>> Start DOCUMENT SEGMENT

The cyclone that swept through Orissa, a state in eastern India, at the end of October has claimed nearly 10,000 lives. The Post generally has taken note of that occurrence in a few news briefs. It did carry a full wire service story from the Associated Press on Nov. 2, a story that got wrong the name of the capital of Orissa. The AP story, which quoted one observer as saying that the cyclone had caused "the worst [flooding] in India's history," said that the capital was Baleshwar; it's really Bhubaneshwar. Not until Nov. 12 did The Post carry a story by one of its foreign correspondents, Pamela Constable, who is based in New Delhi.

"An estimated 15 million people have been affected, mostly rural villagers in one of India's poorest states," she reported in a story that ran on Page A27. The Post's coverage has not pleased some readers, who say that the disaster has been given short shrift. One reader, having found more information from online versions of other news outlets, wondered if The Post was ignoring the story because "Orissa is not in Europe and does not have oil underground." After evaluating the international news that has been in The Post since the cyclone hit, another reader concluded that "The Post [has] undercovered such a disaster, which is the biggest devastation in India in the last 100 years."

Contrast that with a Nov. 13 front-page story, "Turkey Is Rocked By Another Quake; Second Temblor in 3 Months Kills Dozens, Injures Hundreds," which reported that the quake had claimed at least 120 lives. There have been stories on that earthquake most recently in conjunction with President Clinton's visit to Turkey. When an earthquake devastated parts of western Turkey last summer, that, too, was front-page on Aug. 17 and for six consecutive days thereafter. Two additional front-page stories ran later in August. And less than a month later, an earthquake in Taiwan, which was even more powerful than the one in Turkey and claimed some 2,400 lives, made the front page twice, on Sept. 21 and 22. Other substantial stories ran inside the paper.

But the cyclone in India never made it onto The Post's front page. "We were a little late on that," said Phil Bennett, the assistant managing editor for foreign news. Constable's story wasn't deemed front-page news, he said, because "the urgency had passed." Of covering natural disasters from Hurricane Mitch in Central America last year to Hurricane Floyd in the United States last summer to the Orissa cyclone, he said: "It's about as scientific as predicting the weather." He denies that "there's sort of a geographic determinism in which disasters we pay attention to more than others."

>> End DOCUMENT SEGMENT

◆ TASK LIST:
- a) In the column on The Post's cyclone coverage, condense the paragraph beginning "Contrast that with a Nov. 13 front-page story" into a short bulleted list that keeps its main facts.
- b) List every line of the records that contains the string "microphone", matching case exactly.

>> Start MATERIAL FOR THIS EXERCISE

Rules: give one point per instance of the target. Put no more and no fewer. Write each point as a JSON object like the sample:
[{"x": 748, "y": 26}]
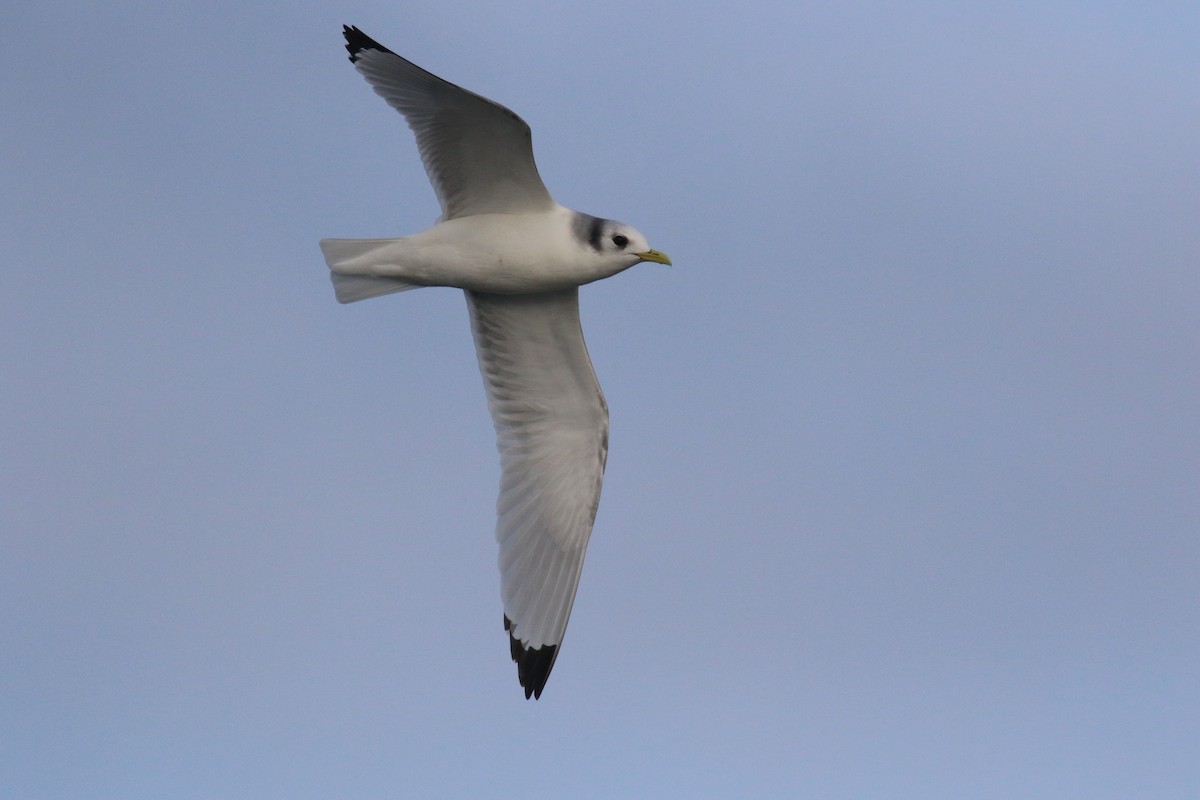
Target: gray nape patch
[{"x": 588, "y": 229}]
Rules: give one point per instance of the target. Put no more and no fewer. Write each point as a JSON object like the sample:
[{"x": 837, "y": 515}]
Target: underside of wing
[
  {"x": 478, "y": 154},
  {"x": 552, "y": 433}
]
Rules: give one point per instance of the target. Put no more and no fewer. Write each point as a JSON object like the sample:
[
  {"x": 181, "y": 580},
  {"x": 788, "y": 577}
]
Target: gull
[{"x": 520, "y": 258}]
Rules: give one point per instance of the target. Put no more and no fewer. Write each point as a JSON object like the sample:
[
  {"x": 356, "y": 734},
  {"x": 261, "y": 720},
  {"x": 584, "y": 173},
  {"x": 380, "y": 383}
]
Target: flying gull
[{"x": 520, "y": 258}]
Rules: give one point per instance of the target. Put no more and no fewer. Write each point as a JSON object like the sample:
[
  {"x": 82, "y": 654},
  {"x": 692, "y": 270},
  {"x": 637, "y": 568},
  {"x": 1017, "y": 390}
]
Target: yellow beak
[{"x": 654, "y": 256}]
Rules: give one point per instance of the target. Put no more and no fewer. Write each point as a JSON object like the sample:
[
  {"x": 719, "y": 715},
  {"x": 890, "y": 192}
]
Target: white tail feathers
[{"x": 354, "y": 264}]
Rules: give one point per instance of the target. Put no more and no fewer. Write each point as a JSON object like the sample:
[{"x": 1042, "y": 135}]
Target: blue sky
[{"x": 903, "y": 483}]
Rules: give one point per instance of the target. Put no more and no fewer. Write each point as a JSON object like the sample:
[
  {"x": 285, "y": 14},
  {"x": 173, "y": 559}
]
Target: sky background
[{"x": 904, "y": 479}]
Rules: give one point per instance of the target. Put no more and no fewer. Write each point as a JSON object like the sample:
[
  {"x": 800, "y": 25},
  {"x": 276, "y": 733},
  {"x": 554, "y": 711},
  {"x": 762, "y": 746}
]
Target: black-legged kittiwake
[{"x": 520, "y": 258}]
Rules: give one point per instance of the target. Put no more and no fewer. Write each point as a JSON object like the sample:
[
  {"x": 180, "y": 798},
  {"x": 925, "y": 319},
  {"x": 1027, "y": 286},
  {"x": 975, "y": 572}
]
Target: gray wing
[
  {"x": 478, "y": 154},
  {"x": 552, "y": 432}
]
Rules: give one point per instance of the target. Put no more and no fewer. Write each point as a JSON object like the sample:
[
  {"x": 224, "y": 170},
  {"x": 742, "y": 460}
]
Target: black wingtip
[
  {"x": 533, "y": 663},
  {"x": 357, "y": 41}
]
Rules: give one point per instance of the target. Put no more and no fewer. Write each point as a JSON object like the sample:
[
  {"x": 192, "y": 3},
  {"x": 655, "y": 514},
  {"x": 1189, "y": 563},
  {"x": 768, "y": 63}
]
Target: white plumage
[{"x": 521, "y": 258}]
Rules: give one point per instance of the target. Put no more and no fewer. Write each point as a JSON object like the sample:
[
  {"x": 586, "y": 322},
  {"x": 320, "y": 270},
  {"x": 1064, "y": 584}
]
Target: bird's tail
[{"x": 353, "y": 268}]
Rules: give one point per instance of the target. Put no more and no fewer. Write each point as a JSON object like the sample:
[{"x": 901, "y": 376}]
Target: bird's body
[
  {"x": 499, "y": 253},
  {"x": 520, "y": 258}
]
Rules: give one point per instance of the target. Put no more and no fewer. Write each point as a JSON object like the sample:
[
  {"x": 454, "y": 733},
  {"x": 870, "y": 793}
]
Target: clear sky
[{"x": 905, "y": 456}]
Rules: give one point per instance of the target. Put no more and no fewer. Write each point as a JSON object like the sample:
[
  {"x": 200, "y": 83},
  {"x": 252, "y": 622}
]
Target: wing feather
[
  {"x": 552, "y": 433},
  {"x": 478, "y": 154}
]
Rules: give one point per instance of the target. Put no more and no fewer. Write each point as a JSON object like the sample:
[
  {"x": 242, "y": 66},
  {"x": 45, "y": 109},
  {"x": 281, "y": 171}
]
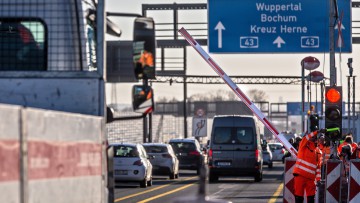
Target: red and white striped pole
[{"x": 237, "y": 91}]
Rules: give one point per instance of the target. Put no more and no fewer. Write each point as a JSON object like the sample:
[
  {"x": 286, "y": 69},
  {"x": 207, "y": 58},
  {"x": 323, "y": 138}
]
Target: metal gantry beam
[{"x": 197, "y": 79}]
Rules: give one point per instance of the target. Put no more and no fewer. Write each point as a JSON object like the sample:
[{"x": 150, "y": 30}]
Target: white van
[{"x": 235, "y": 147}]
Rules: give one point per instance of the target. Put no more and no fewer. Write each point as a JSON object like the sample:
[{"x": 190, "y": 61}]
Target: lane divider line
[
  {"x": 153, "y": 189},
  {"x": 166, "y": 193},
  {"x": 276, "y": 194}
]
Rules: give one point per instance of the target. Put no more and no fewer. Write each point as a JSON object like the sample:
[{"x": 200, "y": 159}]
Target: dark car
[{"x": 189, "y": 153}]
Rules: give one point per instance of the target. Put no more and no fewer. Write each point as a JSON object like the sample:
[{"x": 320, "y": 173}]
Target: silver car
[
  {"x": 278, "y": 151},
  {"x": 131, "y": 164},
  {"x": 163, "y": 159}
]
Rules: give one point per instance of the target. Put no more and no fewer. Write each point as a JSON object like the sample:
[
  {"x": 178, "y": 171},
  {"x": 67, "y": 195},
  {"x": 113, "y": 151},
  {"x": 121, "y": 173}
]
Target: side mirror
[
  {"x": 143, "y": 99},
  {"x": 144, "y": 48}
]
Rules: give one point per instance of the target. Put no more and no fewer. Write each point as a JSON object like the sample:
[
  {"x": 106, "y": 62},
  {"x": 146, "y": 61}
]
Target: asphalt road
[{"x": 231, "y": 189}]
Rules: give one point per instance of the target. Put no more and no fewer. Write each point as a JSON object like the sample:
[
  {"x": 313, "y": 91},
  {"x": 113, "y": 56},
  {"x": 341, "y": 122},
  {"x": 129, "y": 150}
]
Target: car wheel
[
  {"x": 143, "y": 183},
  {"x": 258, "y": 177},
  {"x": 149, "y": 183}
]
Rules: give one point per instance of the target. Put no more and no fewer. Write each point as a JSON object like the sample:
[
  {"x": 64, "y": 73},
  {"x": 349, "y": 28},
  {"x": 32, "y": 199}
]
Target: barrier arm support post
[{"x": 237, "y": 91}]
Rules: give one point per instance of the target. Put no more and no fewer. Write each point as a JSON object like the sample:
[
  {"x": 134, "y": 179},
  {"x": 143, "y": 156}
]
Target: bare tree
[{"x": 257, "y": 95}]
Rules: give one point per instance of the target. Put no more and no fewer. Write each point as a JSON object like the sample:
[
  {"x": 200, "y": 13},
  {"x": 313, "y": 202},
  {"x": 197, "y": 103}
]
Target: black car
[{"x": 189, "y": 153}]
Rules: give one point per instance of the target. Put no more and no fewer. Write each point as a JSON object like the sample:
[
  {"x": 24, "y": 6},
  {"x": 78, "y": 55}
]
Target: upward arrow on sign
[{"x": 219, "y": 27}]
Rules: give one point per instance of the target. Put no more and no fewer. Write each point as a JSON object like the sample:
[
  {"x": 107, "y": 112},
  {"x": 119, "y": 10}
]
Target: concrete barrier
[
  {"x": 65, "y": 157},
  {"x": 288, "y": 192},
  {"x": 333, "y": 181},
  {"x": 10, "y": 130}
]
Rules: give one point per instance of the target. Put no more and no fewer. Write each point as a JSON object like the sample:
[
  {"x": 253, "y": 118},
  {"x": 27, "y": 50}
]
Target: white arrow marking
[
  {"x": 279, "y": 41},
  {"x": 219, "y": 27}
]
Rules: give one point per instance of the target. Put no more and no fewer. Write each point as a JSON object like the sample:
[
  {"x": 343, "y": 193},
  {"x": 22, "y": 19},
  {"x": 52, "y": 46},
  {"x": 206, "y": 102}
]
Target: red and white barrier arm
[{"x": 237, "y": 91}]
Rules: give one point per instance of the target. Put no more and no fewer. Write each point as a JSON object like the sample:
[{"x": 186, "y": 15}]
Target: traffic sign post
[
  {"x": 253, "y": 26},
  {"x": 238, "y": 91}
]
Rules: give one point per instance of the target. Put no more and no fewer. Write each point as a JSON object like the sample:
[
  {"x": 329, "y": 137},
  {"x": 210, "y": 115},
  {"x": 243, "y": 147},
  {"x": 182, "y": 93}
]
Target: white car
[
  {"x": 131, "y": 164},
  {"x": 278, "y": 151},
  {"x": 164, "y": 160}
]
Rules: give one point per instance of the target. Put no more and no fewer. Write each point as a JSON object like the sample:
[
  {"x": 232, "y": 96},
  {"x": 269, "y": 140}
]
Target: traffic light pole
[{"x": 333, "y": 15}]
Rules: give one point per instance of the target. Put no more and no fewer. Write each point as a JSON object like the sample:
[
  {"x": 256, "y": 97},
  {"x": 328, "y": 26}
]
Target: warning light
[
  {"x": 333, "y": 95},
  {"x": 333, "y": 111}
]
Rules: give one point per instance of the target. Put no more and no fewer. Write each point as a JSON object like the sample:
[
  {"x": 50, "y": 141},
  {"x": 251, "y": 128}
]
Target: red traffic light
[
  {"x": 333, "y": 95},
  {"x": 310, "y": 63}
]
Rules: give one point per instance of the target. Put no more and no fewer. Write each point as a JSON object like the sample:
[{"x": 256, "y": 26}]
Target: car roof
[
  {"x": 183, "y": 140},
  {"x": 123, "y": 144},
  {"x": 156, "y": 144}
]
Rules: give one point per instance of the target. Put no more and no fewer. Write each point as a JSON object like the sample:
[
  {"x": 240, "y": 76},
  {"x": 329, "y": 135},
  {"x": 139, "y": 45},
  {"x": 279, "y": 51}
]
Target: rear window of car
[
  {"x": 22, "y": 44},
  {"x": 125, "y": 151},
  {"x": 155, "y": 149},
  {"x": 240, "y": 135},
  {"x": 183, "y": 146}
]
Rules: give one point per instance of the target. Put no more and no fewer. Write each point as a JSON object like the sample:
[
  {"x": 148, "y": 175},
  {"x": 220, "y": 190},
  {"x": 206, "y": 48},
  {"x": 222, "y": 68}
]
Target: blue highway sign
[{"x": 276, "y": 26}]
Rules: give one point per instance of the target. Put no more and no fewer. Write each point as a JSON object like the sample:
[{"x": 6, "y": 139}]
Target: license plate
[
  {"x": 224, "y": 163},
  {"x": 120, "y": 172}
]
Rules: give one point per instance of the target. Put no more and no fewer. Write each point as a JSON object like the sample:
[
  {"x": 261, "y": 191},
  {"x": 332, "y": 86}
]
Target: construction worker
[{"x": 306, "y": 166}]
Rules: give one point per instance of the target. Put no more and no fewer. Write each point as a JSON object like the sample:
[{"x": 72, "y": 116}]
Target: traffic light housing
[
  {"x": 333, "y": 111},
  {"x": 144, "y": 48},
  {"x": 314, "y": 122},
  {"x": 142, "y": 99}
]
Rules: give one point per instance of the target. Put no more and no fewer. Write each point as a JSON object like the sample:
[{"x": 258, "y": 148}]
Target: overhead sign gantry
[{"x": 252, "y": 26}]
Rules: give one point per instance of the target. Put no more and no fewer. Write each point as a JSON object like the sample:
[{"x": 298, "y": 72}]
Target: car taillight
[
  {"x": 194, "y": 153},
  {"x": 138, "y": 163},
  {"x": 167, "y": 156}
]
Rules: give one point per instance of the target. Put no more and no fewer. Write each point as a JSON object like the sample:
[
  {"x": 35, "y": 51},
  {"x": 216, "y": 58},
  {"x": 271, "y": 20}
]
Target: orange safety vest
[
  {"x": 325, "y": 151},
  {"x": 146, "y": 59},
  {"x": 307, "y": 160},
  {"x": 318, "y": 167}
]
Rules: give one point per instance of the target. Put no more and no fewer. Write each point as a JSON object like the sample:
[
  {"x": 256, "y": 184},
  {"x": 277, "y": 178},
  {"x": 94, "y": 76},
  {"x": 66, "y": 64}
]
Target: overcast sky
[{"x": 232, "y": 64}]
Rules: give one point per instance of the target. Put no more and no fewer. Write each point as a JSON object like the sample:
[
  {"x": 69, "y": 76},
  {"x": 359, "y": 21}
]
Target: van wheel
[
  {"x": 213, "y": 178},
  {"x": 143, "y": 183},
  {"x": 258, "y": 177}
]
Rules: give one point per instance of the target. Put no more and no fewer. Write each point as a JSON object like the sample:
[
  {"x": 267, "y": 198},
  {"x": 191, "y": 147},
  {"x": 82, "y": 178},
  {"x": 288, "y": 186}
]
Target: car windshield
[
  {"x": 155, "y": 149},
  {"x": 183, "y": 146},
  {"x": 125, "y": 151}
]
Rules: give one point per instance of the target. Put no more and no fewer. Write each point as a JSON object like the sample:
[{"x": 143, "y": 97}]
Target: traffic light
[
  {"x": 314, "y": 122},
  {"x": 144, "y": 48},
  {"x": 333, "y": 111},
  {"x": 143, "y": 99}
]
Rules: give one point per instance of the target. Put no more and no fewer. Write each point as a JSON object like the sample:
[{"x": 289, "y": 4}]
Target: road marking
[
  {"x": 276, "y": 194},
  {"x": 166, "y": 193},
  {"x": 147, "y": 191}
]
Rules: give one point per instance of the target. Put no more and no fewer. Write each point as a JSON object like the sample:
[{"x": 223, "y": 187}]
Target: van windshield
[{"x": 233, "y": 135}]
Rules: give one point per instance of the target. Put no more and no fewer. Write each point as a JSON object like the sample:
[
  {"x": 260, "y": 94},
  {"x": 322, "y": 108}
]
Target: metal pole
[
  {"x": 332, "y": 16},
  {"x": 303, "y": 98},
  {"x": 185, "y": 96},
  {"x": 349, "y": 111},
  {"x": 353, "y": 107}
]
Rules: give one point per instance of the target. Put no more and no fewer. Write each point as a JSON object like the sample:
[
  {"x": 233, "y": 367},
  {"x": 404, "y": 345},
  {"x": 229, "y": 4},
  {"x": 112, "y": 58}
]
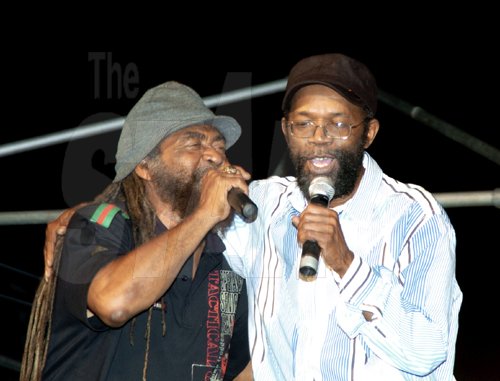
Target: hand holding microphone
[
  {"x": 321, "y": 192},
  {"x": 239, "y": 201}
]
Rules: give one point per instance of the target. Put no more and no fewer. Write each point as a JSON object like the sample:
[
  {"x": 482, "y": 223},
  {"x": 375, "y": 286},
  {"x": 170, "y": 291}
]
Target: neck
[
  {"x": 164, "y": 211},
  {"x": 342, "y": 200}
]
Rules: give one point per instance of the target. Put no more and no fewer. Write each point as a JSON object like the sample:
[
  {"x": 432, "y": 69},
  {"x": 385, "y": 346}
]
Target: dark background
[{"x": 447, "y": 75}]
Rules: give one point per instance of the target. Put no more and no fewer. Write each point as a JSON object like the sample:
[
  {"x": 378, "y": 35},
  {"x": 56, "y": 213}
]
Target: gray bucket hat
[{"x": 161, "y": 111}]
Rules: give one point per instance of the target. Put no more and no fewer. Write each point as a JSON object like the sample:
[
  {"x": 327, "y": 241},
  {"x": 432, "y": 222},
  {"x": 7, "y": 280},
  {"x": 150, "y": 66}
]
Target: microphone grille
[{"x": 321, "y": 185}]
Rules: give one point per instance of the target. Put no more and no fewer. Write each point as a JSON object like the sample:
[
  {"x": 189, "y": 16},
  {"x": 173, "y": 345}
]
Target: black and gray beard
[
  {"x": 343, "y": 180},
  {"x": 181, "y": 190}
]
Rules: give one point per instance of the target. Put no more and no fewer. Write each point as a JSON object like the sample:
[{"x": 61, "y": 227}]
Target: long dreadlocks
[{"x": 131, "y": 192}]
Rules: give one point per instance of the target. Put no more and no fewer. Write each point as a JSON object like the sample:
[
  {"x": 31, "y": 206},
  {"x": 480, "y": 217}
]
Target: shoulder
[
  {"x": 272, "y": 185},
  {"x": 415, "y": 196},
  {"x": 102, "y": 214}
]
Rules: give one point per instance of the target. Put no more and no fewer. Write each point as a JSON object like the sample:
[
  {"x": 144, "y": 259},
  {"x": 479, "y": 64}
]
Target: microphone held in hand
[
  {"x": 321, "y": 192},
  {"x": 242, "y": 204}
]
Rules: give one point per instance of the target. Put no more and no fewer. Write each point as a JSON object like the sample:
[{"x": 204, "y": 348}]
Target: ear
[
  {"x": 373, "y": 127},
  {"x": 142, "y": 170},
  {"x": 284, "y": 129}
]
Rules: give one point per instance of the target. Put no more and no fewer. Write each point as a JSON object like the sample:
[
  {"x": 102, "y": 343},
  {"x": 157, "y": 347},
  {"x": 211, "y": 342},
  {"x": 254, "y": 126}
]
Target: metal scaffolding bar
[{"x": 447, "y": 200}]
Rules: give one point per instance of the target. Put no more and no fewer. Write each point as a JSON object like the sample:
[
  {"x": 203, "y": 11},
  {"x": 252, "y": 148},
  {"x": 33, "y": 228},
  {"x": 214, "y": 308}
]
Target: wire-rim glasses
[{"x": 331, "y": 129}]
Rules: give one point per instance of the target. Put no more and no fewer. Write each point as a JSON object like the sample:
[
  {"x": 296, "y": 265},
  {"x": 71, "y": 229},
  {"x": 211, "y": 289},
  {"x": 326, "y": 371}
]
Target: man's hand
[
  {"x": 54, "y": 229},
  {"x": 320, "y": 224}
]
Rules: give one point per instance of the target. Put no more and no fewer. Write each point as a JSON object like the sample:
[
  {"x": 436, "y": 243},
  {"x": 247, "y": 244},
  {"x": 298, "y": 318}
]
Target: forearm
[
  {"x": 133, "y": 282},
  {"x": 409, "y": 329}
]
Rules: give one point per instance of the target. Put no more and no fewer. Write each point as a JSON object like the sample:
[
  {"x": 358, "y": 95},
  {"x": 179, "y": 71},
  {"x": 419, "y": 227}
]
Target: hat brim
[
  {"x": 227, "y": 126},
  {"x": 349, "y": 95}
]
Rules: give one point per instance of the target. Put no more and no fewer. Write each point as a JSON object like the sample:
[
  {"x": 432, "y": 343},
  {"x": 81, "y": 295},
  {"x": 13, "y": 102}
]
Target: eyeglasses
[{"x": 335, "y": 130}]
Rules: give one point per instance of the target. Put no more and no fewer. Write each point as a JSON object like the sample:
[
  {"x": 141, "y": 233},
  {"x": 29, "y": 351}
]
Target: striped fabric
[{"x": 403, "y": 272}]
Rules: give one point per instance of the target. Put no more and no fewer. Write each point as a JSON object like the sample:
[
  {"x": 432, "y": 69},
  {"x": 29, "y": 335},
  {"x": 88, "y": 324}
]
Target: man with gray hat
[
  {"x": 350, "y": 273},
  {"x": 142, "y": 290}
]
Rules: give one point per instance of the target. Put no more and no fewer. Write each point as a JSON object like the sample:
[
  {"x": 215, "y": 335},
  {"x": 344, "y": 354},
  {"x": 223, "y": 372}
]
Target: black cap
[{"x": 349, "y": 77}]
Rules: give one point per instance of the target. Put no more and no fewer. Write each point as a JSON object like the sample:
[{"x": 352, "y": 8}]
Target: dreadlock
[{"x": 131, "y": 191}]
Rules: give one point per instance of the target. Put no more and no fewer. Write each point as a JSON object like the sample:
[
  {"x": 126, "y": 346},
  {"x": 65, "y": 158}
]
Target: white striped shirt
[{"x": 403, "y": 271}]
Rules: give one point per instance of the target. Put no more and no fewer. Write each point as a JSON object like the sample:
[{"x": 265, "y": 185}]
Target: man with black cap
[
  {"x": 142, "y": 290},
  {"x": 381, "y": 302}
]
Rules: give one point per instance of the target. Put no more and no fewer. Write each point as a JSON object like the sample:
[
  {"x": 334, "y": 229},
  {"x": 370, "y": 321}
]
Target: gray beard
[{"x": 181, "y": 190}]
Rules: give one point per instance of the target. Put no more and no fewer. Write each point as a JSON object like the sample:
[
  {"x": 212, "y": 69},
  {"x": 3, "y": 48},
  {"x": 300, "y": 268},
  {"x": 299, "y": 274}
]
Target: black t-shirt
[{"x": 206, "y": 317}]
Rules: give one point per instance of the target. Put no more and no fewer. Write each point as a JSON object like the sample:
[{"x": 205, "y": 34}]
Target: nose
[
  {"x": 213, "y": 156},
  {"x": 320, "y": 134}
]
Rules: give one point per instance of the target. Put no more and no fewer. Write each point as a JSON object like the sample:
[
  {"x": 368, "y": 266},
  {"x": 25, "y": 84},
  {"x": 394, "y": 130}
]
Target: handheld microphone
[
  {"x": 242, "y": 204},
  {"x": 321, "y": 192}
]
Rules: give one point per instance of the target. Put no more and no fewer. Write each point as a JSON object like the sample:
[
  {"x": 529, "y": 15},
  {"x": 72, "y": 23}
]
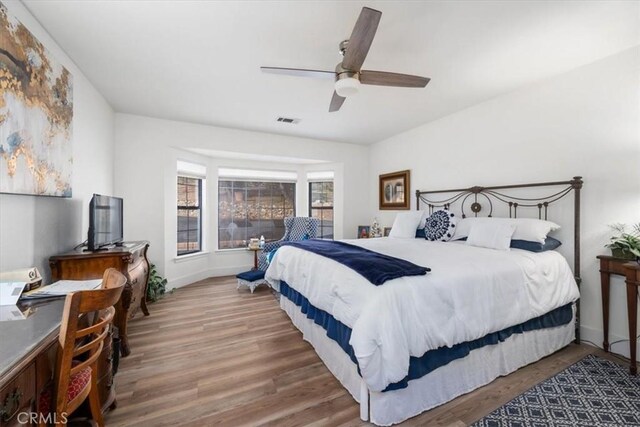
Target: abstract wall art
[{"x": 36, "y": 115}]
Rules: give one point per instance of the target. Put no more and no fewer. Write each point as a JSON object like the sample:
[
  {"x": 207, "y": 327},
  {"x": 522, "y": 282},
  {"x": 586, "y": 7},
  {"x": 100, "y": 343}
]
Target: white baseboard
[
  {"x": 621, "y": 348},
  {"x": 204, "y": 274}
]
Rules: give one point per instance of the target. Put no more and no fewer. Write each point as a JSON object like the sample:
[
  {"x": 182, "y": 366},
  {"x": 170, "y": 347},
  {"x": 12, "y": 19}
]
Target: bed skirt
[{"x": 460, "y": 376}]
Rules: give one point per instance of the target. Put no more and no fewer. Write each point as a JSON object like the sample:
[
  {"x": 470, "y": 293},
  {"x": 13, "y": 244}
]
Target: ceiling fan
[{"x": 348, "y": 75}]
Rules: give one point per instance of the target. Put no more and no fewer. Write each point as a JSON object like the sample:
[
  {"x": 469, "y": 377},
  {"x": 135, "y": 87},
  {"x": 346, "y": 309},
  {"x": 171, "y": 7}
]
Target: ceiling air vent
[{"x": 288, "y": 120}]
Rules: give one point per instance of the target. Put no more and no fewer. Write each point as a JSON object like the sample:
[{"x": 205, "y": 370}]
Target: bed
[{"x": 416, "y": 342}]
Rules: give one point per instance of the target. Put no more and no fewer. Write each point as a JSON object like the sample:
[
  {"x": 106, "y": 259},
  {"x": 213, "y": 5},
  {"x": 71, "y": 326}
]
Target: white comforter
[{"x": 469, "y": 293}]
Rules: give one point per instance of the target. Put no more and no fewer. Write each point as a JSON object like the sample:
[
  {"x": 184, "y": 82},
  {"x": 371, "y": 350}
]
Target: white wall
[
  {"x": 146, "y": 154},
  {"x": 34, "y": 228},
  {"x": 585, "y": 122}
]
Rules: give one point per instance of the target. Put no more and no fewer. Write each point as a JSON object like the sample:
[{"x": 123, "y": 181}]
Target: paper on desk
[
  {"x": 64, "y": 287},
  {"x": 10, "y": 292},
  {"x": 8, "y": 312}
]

>> End MATERIAL FOR THIS EXERCISE

◆ TASK SOLUTIONS:
- a)
- A Nov. 13 front-page story reported a second quake in Turkey within three months, with at least 120 dead.
- Recent stories on that quake ran alongside coverage of President Clinton's visit to Turkey.
- The summer earthquake in western Turkey was on the front page on Aug. 17 and for six straight days afterward, plus two more front-page stories later in August.
- Less than a month later, a more powerful quake in Taiwan killed some 2,400 people and made the front page on Sept. 21 and 22.
- Other substantial stories on these quakes ran inside the paper.

- b)
Target: hand holding microphone
Target: microphone grille
Target: microphone held in hand
Target: handheld microphone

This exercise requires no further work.